--- Your task ---
Each of the following records is to be printed verbatim.

### Dataset content ###

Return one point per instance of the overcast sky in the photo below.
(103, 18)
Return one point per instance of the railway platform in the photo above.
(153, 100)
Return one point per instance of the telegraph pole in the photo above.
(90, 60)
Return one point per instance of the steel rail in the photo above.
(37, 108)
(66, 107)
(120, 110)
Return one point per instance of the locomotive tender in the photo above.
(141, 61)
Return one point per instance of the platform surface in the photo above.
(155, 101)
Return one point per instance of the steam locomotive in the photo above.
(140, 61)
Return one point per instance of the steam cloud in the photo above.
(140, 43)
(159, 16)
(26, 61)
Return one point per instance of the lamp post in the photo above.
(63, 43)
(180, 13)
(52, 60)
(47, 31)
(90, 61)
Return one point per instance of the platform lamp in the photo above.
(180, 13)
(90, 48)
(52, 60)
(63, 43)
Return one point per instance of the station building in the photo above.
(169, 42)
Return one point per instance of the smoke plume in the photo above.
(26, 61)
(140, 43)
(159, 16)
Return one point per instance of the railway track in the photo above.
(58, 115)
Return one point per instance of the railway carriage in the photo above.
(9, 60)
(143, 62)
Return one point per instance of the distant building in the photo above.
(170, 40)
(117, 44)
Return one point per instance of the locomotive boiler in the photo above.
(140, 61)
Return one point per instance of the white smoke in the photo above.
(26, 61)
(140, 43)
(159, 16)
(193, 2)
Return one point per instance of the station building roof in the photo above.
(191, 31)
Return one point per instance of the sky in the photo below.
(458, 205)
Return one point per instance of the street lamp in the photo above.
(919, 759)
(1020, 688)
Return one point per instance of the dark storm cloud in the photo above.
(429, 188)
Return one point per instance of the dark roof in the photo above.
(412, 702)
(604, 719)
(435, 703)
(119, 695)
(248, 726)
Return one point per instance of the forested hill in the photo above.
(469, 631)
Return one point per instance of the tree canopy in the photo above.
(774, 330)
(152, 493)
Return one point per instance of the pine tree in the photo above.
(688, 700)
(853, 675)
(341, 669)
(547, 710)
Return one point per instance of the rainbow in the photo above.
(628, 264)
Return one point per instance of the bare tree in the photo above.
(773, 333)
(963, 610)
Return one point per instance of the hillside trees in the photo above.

###

--- Result of this exercise ---
Return one point per instance of the overcast sky in the photo below.
(103, 18)
Return one point per instance of the railway platform in the photo above.
(153, 100)
Return one point per instance of the telegraph pole in the photo above.
(90, 60)
Return one point per instance of the steel rail in the photo above.
(37, 108)
(66, 107)
(120, 110)
Return one point per instance of the locomotive tender in the photo above.
(141, 61)
Return one point per instance of the platform surface in the photo above.
(155, 101)
Return one point per instance of the steam locomotive in the photo above.
(140, 61)
Return one point per instance of the steam cloud in the photo above.
(140, 43)
(159, 16)
(26, 61)
Return one point per instance of the lamp post in the photo above.
(63, 43)
(180, 13)
(52, 60)
(47, 31)
(90, 61)
Return one point per instance of the platform lamp in the photo above.
(180, 13)
(90, 48)
(52, 60)
(63, 43)
Return one point per instance of the station building in the photo above.
(169, 42)
Return one point per instance of the smoke plume in the photo above.
(26, 61)
(140, 43)
(159, 16)
Return one point per instance of the railway track in the photo above.
(58, 115)
Return one point per instance of the railway carriage in the photo above.
(9, 60)
(143, 62)
Return one point per instance of the distant building in the photo above.
(170, 40)
(117, 44)
Return one point per instance of the locomotive boiler in the photo above.
(140, 61)
Return one point per instance of the white smoke in the photo above.
(26, 61)
(140, 43)
(159, 16)
(193, 2)
Return one point per instance of the station building roof in the photo above.
(191, 31)
Return one point per instance of the sky in the photo below.
(458, 205)
Return one point per instance of the street lamp in the photo above.
(919, 759)
(1020, 688)
Return one point per instance of the dark storm cloud in the photo above.
(429, 188)
Return one point per instance of the dark roof in the photo above.
(412, 702)
(604, 719)
(435, 703)
(119, 695)
(248, 726)
Return one point per instance of the forested hill in the photo above.
(469, 631)
Return one point per instance of the tree canopy in the photo above.
(774, 330)
(152, 493)
Return one point per instance of the pine tree in the photo above.
(688, 700)
(853, 675)
(341, 669)
(547, 710)
Return one point per instance of the rainbow in the photo above.
(628, 264)
Return one point per instance of the bare tree in the photo above.
(773, 333)
(963, 610)
Return one point per instance of the hillside trees in the photo above.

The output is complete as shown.